Your task: Repeat each entry exactly and drop the pictures.

Information supplied:
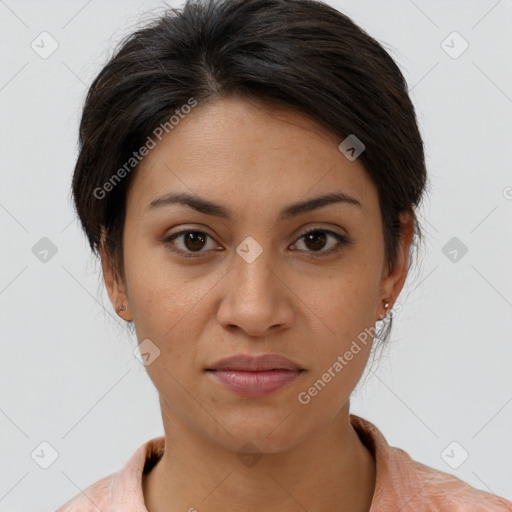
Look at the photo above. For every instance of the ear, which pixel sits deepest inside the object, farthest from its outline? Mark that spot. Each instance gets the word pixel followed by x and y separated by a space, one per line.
pixel 113 282
pixel 394 279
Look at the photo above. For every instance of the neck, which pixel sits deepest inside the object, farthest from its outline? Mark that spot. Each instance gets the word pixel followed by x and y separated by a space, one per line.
pixel 330 470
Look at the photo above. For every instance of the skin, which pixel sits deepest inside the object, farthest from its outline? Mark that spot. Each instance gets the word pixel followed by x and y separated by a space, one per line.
pixel 254 160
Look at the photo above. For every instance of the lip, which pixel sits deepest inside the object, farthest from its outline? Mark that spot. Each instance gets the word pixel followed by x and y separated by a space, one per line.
pixel 255 376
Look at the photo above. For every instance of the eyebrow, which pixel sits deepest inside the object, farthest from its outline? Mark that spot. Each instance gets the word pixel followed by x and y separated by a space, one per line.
pixel 208 207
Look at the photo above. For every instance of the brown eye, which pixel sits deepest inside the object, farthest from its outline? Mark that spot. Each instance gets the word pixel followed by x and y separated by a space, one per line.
pixel 316 239
pixel 192 241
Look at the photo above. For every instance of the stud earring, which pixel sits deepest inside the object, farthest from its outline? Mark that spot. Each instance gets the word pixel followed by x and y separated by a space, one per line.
pixel 386 306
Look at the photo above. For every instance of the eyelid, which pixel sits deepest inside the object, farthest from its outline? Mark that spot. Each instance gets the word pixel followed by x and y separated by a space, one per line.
pixel 342 240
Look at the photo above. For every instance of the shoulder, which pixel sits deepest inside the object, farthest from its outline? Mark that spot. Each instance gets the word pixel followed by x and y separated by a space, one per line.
pixel 430 489
pixel 95 496
pixel 405 484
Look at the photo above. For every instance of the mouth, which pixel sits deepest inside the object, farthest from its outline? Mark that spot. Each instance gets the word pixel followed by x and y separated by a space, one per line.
pixel 251 377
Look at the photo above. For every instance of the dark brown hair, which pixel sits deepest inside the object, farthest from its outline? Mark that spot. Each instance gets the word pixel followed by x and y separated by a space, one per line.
pixel 302 54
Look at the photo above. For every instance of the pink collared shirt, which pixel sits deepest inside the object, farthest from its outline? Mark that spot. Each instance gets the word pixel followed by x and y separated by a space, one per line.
pixel 402 484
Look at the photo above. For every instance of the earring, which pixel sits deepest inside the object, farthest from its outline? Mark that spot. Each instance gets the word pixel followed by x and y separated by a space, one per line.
pixel 386 306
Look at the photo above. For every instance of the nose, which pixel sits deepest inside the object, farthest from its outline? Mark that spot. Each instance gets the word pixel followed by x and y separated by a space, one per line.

Expected output:
Look at the photo above. For every instance of the ear, which pixel sits deepest inside the object, farthest from its outline? Mark that spot. Each instance gets the word pixel followed by x and y separated by a space, one per line.
pixel 113 282
pixel 394 279
Look at the photo above. For every instance of the neck, which pixel sits deepest inside the object, farthest from its outline? Mark that spot. Each instance gets the word pixel followed by x and y separated by a space, one per line.
pixel 330 470
Look at the photo above. For every instance of the skin, which pixel sits deepest inside the object, farthest from its outline? Mark that spot. Each instance gets the word pixel followed by x and y separated by a space, one per line.
pixel 254 160
Look at the photo above. For every instance of the lip, which pixel sits deepest inside the object, farthest from its outline? Mark that spot. Each instance gets the word pixel followed by x and y separated by a space, one per line.
pixel 255 376
Look at the photo above. For every instance of the eyebrow, which pixel sits deepest inside the object, farthest from its outline? Mark that spot. Each instance gets the word pixel followed by x and y separated by a space, one per line.
pixel 208 207
Look at the photo above. For every instance of the brown eye, which pixel sits deepest inside the object, farthest from its outline? Mark that spot. Each instance gets the word pixel followed by x and y separated by a space, one per line.
pixel 316 239
pixel 192 241
Look at the photo above. For every instance of the stud earring, which pixel sits deepest inside the object, farthest from its outline? Mark that spot. Each instance gets the word pixel followed by x and y separated by a space, one per line.
pixel 386 306
Look at the photo above. For every instance of the eyelid, which pixel sits deepest inside the object, farthest from its outline? Mark that spot. Each instance gets the word pixel followed by x and y separated by a space, one per line.
pixel 342 240
Look at the photo above. For every instance of the shoulder, which pixel sits deepest inside the object, farthest from its outline? Mark that spot. Each instance gets the word pixel followed by x and y separated by a space, one per line.
pixel 430 489
pixel 95 496
pixel 405 484
Look at the photo above. For every instance of the mouth, which pixel sits deepest inside the object, farthest from its outline? Mark that spot. Each instance gets the word pixel followed by x and y separated by a space, one per line.
pixel 251 377
Look at the photo above. For every instance of the dark brown hair, which pixel sits deepest inside the object, farthest from its outline? Mark that spot. Each instance gets the word pixel followed by x and y separated by a space, one per line.
pixel 302 54
Look at the photo above. For every instance of the pink collared shirt, which pixel sits deepest inside the object, farthest from its outline? Mark that spot. Each instance gets the word pixel followed by x and y separated by a space, one per line.
pixel 402 484
Look at the photo above. For every instance of the earring, which pixel sits deepest inside the object, farthest from its outline? Mark that spot. Each instance gets the word pixel followed by x and y separated by a space, one per line.
pixel 386 306
Look at the photo above. For every instance of the nose, which pixel sits deepest inside the object, farthest from its outline? Mark that spot. Each instance gets the word pixel followed by x and y separated by a space, one per line.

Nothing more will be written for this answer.